● **OBJECTIVE**: Which lines in the records below contain the word "shirt"? Identify each one and copy it in full, matching case exactly.

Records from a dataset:
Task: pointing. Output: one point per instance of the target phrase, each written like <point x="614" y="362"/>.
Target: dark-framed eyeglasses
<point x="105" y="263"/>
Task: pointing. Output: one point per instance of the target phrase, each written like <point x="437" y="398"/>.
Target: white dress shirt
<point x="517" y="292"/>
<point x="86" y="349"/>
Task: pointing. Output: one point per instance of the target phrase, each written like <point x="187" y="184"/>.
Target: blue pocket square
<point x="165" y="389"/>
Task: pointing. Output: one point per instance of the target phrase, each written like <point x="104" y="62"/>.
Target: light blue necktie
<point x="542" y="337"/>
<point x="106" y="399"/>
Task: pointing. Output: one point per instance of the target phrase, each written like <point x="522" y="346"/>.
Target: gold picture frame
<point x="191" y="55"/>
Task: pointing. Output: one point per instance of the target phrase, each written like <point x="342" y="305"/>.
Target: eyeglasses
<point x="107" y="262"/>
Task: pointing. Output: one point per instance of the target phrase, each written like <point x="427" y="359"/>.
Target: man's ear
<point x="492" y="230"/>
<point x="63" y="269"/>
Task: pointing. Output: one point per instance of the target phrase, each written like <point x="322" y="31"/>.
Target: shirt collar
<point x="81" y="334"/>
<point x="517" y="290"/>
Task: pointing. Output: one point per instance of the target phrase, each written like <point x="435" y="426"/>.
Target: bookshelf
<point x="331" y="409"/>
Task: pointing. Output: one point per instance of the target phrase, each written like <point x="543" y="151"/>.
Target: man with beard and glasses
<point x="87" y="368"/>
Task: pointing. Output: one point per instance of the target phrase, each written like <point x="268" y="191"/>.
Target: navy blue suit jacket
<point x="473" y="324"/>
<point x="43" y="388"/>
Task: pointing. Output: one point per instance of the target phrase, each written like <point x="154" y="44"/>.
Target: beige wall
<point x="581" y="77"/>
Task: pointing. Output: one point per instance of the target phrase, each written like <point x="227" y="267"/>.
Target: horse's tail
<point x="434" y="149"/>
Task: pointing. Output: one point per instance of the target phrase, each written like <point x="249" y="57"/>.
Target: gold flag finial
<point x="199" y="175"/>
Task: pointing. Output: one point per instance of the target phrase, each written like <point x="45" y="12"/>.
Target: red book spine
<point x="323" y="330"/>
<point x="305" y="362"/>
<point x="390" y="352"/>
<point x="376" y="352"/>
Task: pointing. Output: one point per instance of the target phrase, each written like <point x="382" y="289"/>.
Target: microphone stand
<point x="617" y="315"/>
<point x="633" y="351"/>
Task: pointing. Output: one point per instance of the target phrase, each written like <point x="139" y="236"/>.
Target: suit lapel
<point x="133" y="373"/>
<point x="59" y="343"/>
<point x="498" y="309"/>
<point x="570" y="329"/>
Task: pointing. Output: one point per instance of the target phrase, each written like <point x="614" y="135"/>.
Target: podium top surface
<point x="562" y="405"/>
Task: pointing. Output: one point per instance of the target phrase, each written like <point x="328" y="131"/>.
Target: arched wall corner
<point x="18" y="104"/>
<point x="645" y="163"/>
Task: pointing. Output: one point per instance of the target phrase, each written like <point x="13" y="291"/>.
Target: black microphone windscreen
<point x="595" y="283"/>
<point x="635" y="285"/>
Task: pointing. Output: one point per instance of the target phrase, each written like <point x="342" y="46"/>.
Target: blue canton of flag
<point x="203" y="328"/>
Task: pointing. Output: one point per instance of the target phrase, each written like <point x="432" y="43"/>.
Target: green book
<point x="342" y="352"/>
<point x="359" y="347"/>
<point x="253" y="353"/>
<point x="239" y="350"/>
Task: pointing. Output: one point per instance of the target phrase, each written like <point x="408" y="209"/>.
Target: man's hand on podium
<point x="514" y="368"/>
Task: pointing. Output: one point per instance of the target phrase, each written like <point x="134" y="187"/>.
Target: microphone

● **ANSWER FOR THE TASK**:
Target: white dress shirt
Target: shirt collar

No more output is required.